GIVEN EXERCISE: Copy word for word the lines of the records below, starting at the line containing "green-lit lawn?" and ending at the line containing "top-left (769, 595), bottom-right (844, 697)", with both of those lines included.

[Stored items]
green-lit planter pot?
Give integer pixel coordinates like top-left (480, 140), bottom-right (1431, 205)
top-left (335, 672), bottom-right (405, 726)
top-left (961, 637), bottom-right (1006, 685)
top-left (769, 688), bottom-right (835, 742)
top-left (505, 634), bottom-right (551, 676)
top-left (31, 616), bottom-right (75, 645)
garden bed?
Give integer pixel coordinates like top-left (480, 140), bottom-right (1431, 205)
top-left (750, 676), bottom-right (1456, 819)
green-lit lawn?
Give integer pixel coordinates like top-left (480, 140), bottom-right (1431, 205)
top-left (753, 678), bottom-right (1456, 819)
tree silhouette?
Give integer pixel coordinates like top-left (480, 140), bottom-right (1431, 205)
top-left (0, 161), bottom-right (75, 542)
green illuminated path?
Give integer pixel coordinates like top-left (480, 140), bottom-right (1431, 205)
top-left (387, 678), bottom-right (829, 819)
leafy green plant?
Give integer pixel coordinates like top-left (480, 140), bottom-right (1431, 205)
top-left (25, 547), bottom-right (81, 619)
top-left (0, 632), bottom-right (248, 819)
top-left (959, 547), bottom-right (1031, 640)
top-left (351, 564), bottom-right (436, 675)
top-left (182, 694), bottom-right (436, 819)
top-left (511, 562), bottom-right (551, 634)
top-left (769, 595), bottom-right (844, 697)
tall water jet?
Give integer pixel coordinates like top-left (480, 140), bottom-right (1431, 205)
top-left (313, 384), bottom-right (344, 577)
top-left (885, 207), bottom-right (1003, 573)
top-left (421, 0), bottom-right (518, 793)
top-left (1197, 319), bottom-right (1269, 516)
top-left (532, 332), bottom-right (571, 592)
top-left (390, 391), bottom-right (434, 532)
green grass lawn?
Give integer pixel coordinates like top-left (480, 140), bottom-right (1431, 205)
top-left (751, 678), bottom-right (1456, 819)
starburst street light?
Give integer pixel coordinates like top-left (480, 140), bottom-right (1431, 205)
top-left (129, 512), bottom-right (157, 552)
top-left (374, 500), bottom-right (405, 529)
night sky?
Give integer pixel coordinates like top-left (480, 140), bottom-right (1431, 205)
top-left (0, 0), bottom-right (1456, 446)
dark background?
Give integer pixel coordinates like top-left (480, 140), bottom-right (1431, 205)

SOLVED EXERCISE:
green-lit lawn?
Give integer pixel coordinates like top-left (480, 140), bottom-right (1431, 205)
top-left (753, 678), bottom-right (1456, 819)
tree silhouette?
Give integer pixel coordinates like top-left (480, 140), bottom-right (1431, 205)
top-left (0, 161), bottom-right (75, 542)
green illuminated path?
Give integer pixel coordinates like top-left (480, 140), bottom-right (1431, 205)
top-left (387, 678), bottom-right (829, 819)
leafy green plant?
Give integer pixel coordinates like top-left (480, 140), bottom-right (1431, 205)
top-left (25, 547), bottom-right (81, 619)
top-left (0, 632), bottom-right (248, 819)
top-left (959, 547), bottom-right (1031, 640)
top-left (351, 564), bottom-right (436, 675)
top-left (182, 694), bottom-right (436, 819)
top-left (511, 562), bottom-right (551, 634)
top-left (769, 595), bottom-right (844, 697)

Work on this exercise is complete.